_TRY IT:_ With nothing left out, give the data back exactly.

_Natural language region descriptions:_
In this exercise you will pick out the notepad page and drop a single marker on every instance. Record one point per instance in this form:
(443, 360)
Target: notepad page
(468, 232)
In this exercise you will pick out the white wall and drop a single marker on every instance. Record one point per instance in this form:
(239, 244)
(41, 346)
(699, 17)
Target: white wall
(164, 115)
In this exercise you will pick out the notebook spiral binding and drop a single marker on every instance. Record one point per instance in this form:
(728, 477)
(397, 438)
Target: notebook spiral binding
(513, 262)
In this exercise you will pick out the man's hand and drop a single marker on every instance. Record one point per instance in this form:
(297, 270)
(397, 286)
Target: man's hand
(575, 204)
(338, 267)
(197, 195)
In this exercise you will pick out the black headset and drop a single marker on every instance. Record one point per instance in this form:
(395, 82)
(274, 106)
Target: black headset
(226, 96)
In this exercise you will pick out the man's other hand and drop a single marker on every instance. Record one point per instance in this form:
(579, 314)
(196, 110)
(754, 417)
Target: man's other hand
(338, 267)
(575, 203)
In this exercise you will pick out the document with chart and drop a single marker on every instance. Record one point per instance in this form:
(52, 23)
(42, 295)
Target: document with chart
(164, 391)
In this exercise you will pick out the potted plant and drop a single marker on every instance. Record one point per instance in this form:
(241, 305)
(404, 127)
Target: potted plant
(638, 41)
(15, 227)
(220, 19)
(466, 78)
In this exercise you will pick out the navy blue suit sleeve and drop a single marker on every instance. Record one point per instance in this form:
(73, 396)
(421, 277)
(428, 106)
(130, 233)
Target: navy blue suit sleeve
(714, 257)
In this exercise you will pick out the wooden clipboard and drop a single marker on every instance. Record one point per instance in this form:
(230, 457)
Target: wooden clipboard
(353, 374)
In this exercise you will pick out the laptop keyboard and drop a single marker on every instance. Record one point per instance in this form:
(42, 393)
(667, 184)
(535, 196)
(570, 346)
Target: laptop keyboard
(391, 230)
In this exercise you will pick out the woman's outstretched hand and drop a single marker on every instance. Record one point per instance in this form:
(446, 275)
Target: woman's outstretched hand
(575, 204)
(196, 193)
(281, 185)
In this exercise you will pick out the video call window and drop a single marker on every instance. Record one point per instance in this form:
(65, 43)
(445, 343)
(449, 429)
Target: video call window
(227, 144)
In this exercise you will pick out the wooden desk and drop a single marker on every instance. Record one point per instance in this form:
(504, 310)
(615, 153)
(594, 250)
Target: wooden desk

_ANSWER AREA:_
In this exercise you will pick out the notepad page and drop a single marker on every instance. Record one point per instance in this form:
(443, 360)
Target: notepad page
(468, 232)
In this exercise you will pick out the white wall and drop a single marker on every instance. Record one point per instance in this form:
(239, 244)
(41, 346)
(699, 17)
Target: white wall
(164, 115)
In this exercise you will pick out the notebook spiral binding and drop a single marker on every instance. Record one point per instance in this form:
(728, 477)
(397, 438)
Target: notebook spiral binding
(513, 262)
In this exercise you will pick out the man's hand and drop a single marker on every instance. Record one point per instance in this form:
(297, 270)
(397, 286)
Target: man's hand
(575, 204)
(338, 267)
(197, 195)
In this exercise you will pick out the black headset and drop a single marker on every instance. Record one point per instance in this form:
(395, 82)
(274, 106)
Target: black headset
(226, 96)
In this exercise you will pick out the man's other hand and drop a single marker on every instance. Record one point per instance in this form:
(579, 314)
(196, 110)
(754, 417)
Target: man's other hand
(338, 267)
(575, 203)
In this exercise you will pick out the document with chart and drop a single marker on every instance. Record one point per instance in this form:
(52, 23)
(42, 295)
Target: document with chart
(164, 391)
In this exercise you will pick out the potted plant and drop a single marker on every instance. Record one point per instance in this form:
(241, 305)
(404, 127)
Target: potted plant
(638, 41)
(15, 227)
(220, 19)
(466, 78)
In this exercise you will pick out the navy blue suit sleeve and drop a single marker on every instance. Record one point per instance in this form:
(73, 396)
(421, 277)
(428, 106)
(130, 233)
Target: navy blue suit sleeve
(714, 257)
In this exercise you will pick out the wooden clipboard and drop a single marker on every instance. Record one point per instance in this form:
(230, 457)
Target: wooden clipboard
(353, 374)
In this exercise you will pick out the laptop keyboard and drop a single marker on every instance. Record one point per instance in this form:
(42, 393)
(667, 184)
(535, 196)
(570, 346)
Target: laptop keyboard
(391, 230)
In this exercise you will pick out the woman's outstretched hand and drop a single marker on every instance. Record one point per instance in this form:
(446, 275)
Target: woman's outstretched hand
(575, 204)
(196, 193)
(281, 185)
In this exercise you will pick out the video call window and drop a single marker on every instance. Record one point per instance in this form:
(65, 43)
(445, 343)
(449, 429)
Target: video call window
(227, 144)
In this exercise you will pick out the wooden desk and drop a single marker on every instance. Record one point per instance in this form:
(504, 310)
(615, 153)
(594, 250)
Target: wooden desk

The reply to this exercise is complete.